* STORED DATA:
★ ★ ★ ★

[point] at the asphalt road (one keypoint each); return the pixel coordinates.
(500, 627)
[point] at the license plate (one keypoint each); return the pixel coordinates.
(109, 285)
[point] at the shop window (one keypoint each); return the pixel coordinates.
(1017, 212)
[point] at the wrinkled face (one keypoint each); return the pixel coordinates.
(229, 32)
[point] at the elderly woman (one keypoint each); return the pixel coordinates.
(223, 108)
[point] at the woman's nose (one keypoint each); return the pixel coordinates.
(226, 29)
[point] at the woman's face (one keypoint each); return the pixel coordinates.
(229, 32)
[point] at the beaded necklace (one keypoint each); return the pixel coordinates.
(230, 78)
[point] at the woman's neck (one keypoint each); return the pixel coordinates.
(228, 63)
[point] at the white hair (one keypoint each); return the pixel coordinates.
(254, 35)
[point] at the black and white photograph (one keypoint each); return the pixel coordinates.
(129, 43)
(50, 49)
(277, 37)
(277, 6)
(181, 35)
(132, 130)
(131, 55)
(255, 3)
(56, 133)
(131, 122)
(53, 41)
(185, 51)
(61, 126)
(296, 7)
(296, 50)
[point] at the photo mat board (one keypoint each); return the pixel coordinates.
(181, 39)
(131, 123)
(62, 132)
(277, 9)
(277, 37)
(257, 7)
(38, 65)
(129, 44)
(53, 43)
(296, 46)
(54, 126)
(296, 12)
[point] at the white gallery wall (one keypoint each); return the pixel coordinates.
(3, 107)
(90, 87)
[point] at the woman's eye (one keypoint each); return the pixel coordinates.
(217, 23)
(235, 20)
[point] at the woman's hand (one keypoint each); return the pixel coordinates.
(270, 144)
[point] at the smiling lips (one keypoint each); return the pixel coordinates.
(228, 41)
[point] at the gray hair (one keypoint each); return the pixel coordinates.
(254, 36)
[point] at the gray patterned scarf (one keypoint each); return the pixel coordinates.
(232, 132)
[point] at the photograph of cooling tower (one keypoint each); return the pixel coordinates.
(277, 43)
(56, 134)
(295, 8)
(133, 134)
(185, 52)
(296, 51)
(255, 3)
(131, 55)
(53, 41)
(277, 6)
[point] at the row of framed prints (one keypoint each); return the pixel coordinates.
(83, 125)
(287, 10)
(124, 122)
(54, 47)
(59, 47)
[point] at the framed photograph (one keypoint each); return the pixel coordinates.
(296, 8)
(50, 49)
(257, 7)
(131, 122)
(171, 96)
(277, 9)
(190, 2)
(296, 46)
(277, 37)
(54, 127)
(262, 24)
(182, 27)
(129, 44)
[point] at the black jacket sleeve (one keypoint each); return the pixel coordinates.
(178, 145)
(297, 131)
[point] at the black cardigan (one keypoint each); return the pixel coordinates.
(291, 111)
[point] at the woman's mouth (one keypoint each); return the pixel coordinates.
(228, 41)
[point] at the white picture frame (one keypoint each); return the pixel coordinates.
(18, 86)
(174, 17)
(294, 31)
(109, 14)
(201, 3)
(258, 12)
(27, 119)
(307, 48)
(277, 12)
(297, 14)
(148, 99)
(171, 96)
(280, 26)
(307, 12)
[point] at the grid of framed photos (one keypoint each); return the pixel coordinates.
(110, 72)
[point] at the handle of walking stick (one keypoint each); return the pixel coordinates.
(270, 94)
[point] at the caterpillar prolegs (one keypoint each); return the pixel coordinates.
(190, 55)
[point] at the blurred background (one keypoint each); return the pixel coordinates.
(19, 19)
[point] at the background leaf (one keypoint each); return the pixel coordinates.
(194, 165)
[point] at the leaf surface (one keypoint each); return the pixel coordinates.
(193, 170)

★ ★ ★ ★

* WHAT TO PRODUCE:
Repeat, exactly as they stand, the line that contains "[point] at the black jacket" and all the lines after it in the data above.

* REPLY TO THE EXERCISE:
[point] at the black jacket sleeve (one keypoint each); return the pixel coordinates.
(178, 145)
(297, 131)
[point] at the black cardigan (one keypoint each); return the pixel coordinates.
(291, 111)
[point] at the woman's mouth (one keypoint each); return the pixel coordinates.
(228, 41)
[point] at the white picture frame (one keypoint each); return the pixel coordinates.
(18, 86)
(174, 17)
(294, 31)
(109, 14)
(201, 3)
(258, 12)
(27, 119)
(307, 48)
(277, 12)
(297, 14)
(148, 99)
(171, 96)
(280, 26)
(307, 12)
[point] at the grid of framed photos (one keypoint each); return the pixel coordinates.
(110, 72)
[point] at the handle of walking stick (one keypoint each); return the pixel coordinates.
(270, 94)
[point] at the caterpillar prolegs (one keypoint each); return the pixel coordinates.
(190, 55)
[point] at the blurred background (one keypoint each); return the pixel coordinates.
(19, 19)
[point] at the background leaf (one keypoint each); return the pixel coordinates.
(194, 165)
[point] at the leaf surface (one keypoint each); return the pixel coordinates.
(193, 170)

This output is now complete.